# [Extracted data]

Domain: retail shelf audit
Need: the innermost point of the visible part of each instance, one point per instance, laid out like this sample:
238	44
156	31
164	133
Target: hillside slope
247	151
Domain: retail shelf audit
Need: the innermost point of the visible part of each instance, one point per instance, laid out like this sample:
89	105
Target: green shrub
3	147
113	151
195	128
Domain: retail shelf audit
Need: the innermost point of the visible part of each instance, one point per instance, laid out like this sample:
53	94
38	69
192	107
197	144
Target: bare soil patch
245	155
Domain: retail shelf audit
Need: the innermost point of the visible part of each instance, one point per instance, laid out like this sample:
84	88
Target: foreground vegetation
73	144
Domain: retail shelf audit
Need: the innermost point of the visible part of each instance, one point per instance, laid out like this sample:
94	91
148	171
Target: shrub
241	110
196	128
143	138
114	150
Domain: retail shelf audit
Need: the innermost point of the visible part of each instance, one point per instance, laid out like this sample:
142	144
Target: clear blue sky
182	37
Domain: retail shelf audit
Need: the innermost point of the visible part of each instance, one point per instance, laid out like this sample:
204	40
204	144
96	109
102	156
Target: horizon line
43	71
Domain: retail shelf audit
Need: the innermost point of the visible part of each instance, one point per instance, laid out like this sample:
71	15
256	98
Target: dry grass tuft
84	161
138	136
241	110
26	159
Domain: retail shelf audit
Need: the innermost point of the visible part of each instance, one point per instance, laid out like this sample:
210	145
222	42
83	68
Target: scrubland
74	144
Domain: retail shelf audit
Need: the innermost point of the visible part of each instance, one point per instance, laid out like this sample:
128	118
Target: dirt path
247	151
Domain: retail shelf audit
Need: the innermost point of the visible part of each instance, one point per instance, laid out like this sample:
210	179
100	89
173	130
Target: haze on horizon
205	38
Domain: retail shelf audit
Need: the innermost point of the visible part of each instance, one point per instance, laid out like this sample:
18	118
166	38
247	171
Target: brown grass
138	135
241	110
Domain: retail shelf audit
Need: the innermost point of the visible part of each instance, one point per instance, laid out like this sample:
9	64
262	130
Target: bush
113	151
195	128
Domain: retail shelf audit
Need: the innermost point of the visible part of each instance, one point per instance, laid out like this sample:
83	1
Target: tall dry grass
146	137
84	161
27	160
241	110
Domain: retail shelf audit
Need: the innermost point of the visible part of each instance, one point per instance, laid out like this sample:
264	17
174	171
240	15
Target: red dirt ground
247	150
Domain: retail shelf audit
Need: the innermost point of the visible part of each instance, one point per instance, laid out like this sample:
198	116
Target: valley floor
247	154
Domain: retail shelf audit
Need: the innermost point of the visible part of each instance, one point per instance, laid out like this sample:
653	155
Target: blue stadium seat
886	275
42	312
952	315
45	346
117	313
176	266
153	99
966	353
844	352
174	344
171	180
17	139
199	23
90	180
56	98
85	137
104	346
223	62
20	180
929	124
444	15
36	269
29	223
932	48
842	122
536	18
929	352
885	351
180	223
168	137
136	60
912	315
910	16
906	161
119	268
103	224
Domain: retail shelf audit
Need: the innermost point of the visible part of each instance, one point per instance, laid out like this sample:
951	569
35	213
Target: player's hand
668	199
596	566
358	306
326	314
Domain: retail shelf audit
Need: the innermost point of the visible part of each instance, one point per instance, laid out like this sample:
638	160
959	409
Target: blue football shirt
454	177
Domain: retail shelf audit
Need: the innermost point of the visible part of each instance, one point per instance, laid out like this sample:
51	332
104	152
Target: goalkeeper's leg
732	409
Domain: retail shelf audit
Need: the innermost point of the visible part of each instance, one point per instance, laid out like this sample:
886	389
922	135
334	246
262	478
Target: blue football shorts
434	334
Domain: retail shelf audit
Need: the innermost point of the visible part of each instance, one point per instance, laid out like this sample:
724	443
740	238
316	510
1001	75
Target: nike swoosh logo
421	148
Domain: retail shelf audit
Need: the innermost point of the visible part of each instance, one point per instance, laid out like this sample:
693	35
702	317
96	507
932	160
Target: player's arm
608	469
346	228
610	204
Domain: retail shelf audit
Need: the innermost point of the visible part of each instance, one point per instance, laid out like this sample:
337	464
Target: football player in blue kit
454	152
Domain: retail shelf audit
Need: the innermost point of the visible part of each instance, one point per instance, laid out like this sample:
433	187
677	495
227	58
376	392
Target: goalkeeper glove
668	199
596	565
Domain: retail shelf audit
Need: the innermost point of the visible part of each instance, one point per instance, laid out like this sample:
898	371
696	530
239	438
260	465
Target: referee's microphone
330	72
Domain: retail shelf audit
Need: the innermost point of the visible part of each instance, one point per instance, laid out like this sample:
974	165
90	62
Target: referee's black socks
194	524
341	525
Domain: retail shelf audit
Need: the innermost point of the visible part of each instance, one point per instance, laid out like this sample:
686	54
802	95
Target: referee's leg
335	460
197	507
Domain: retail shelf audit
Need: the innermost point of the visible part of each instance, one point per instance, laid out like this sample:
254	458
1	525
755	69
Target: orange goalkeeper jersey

# [The task]
Nothing above should be left out; write out every record exactly.

# [Result of this task]
Domain: retail shelf audit
Need: the innermost point of the visible part of each instance, one point per instance, laid out like this sample:
238	44
156	31
164	133
Target: hillside slope
247	151
Domain: retail shelf audit
Need: the innermost point of the visible part of each instance, one point per instance, laid out like this sample:
89	105
Target: green shrub
3	147
113	151
195	128
Domain: retail shelf audit
Need: the innermost point of the visible part of each instance, one point per instance, laid out like this sample:
53	94
38	69
192	107
197	144
Target: bare soil patch
245	155
Domain: retail shelf audit
Need: the innermost point of the visible part of each instance, one point per instance, laid out like this sample:
84	88
Target: foreground vegetation
73	144
Domain: retail shelf audit
Need: the innermost point of the visible part of each instance, one point per instance, laid out like this sample:
94	91
148	171
Target: shrub
241	110
196	128
143	138
114	150
Domain: retail shelf audit
Need: the innermost point of the visible part of each instance, one point per instance, laid out like this sample:
142	144
Target: clear blue sky
182	37
Domain: retail shelf audit
Need: the innermost point of the visible part of each instance, one point per instance, laid out like this sample:
204	40
204	144
96	109
102	156
Target: horizon line
43	71
Domain: retail shelf audit
Need: the innermost point of the visible part of each instance, one point per instance, laid out like this sample:
71	15
256	98
Target: dry grass tuft
84	161
138	136
241	110
26	159
Domain: retail shelf audit
Need: the innermost point of the visible part of each instance, one point per instance, laid out like this sample:
210	145
222	42
83	68
Target: scrubland
74	144
Domain: retail shelf audit
Need: the innermost point of the visible part of each instance, one point per instance, laid out like this sample:
128	118
Target: dirt path
247	151
Domain: retail shelf audit
Need: the innermost point of the visible part of each instance, one point per instance, laid out like this sample:
210	179
100	89
173	130
Target: haze on horizon
205	38
Domain: retail shelf audit
Need: the innermost point of the visible part of each instance, one point per instance, laid out like this sample:
18	118
166	38
247	171
Target: brown grass
138	135
241	110
Domain: retail shelf audit
Need: the innermost point of the visible part of each instance, one point per instance, laid out like this sample:
9	64
262	130
Target: bush
113	151
195	128
Domain: retail shelf audit
Need: the innermost point of the visible part of each instance, one point per instance, laid out like this sample:
83	1
Target: tall dry grass
146	137
84	161
27	160
241	110
Domain: retail shelf audit
Need: the innermost point of the visible part of each instance, one point per instance, laid out like this sample:
264	17
174	171
240	15
Target: red dirt ground
247	150
Domain: retail shelf audit
Need: the innermost point of the visible part of each instance, one point per instance, laid out like this sample:
198	116
Target: valley floor
247	154
Domain: retail shelf audit
Need: the innermost point of the visible part of each instance, one point per instance, laid out like this sample:
653	155
Target: blue stadium seat
886	275
42	312
952	315
45	346
117	313
176	266
153	99
966	353
844	352
174	344
171	180
17	139
199	23
90	180
56	98
85	137
104	346
223	62
20	180
929	124
444	15
36	269
29	223
932	48
842	122
536	18
929	352
885	351
180	223
168	137
136	60
912	315
910	16
906	161
119	268
103	224
Domain: retail shelf audit
Need: the innermost point of the visible part of each instance, one point per instance, laid out like this sample:
951	569
35	213
Target: player's hand
668	199
596	566
358	306
326	314
Domain: retail shelf audit
Need: the innermost point of the visible part of each instance, one point per instance, laid out like this sample:
638	160
959	409
Target: blue football shirt
454	177
Domain: retail shelf audit
Need: the innermost point of the visible part of each instance, one point per instance, laid out like this sample:
51	332
104	152
Target: goalkeeper's leg
732	409
Domain: retail shelf audit
Need: the innermost point of the visible part of each instance, one point per instance, laid out like this sample:
886	389
922	135
334	246
262	478
Target: blue football shorts
434	334
Domain: retail shelf audit
Need: the innermost point of the visible part of each instance, one point per instance, laid out like this sample:
724	443
740	238
316	510
1001	75
Target: nike swoosh logo
421	148
Domain: retail shelf audit
Need: the innermost point of the visible part of each instance, one point per instance, laid out like this sample:
693	35
702	317
96	507
932	160
Target: player's arm
608	469
346	228
610	204
Domain: retail shelf audit
Need: the innermost point of the visible part of each instance, one point per instance, laid out like this sample:
337	464
Target: football player in blue kit
454	152
Domain: retail shelf audit
Need: the innermost point of the visible part of each instance, one point per instance, laid out like this sample:
433	187
677	495
227	58
376	392
Target: goalkeeper glove
668	199
596	565
Domain: retail shelf audit
Need: the innermost point of the visible part of each instance, one point per instance, laid out like this sample:
898	371
696	530
239	438
260	465
Target: referee's microphone
330	72
Domain: retail shelf audit
Need: the innermost point of the visible part of each instance, one point per instance, laid out like this sample:
974	165
90	62
Target: referee's black socks
194	524
341	525
Domain: retail shelf audit
Need: the innermost point of the visible part of each instance, one point per instance, laid out like this sample:
686	54
802	95
Target: referee's leg
335	460
197	507
Domain: retail shelf audit
Need: the innermost point of the visible part of each instance, one point per instance, laid out like this sample:
254	458
1	525
755	69
Target: orange goalkeeper jersey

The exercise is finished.